[Region annotation entries]
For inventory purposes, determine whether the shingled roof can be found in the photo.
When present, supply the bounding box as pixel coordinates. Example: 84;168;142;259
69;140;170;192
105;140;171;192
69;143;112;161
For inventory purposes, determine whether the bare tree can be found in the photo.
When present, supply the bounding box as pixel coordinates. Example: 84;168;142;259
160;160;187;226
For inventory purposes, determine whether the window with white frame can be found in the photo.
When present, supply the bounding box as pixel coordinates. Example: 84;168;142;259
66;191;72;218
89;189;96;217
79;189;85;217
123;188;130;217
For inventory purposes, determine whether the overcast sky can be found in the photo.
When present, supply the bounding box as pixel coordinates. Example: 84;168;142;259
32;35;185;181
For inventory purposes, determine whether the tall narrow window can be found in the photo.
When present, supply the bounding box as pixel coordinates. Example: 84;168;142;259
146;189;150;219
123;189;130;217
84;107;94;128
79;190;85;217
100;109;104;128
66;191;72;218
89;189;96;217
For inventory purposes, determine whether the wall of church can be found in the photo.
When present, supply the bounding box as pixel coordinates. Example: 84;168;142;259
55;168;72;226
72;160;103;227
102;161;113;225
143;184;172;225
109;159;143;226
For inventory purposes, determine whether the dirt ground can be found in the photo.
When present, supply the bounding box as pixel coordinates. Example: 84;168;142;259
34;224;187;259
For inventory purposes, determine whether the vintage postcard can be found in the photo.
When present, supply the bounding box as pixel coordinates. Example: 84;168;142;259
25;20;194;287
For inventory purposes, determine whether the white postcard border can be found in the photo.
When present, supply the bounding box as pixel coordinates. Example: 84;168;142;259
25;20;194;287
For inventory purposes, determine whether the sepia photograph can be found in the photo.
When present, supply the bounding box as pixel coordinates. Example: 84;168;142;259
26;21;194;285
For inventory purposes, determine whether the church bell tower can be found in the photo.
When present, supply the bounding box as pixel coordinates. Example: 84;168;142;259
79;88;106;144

**Exercise description**. Update the material by replacing "For inventory purposes" with "For cataloging purposes" throughout, and leave everything else unchanged.

**Reply**.
For cataloging purposes, determine whether the shingled roof can be found in the photo.
When present, supply the bounding box as pixel coordinates. Example: 84;168;142;259
69;140;170;192
105;140;171;192
69;143;112;161
For cataloging purposes, determine whether the bare tree can be found in the photo.
When present, supply the bounding box as pixel coordinates. Example: 84;168;142;259
160;160;187;226
For cataloging purposes, determine whether the window with white frame can be found in the photo.
When present, supply the bounding box as pixel coordinates. Example: 84;168;142;259
66;191;72;218
89;189;96;217
79;189;85;217
123;188;130;217
For cataloging purposes, determine whether the overcast sky can be found in the photo.
When present, supply the bounding box as pixel coordinates. Example: 84;168;142;259
32;35;185;181
For cataloging purposes, determine whether the tall narrow window can be found in the photo.
When present, supply the bounding box as pixel coordinates. Example: 84;168;142;259
146;189;150;219
123;189;130;217
84;107;94;128
79;190;85;217
100;109;104;128
66;191;72;218
89;189;96;217
For cataloging purposes, determine whether the wall of church can be found in the photo.
When present, supply the bounding box as pixel coordinates. Example: 84;168;142;259
55;168;72;226
72;160;103;227
102;161;113;225
143;184;172;225
109;159;143;226
For cataloging purposes, determine whether the dirt ground can be found in the photo.
When present, supply the bounding box as pixel coordinates. Example: 84;168;142;259
34;224;187;259
For cataloging purposes, determine whether the vintage postcard can be found in the photo.
When present, supply the bounding box as pixel coordinates. Example: 84;168;142;259
25;20;194;287
For cataloging purposes, determine whether the white postcard border can be found in the photo.
When present, supply the bounding box as pixel coordinates. Example: 84;168;142;259
25;20;194;287
For cataloging purposes, determine whether the sepia photograph can be found in the photo.
When present, supply the bounding box as pixel coordinates. Example: 84;168;142;259
26;21;194;285
For cataloging purposes, determine whether the church bell tower can be found in the photo.
When present, supply the bounding box as pixel coordinates. Example: 84;168;142;259
79;88;106;144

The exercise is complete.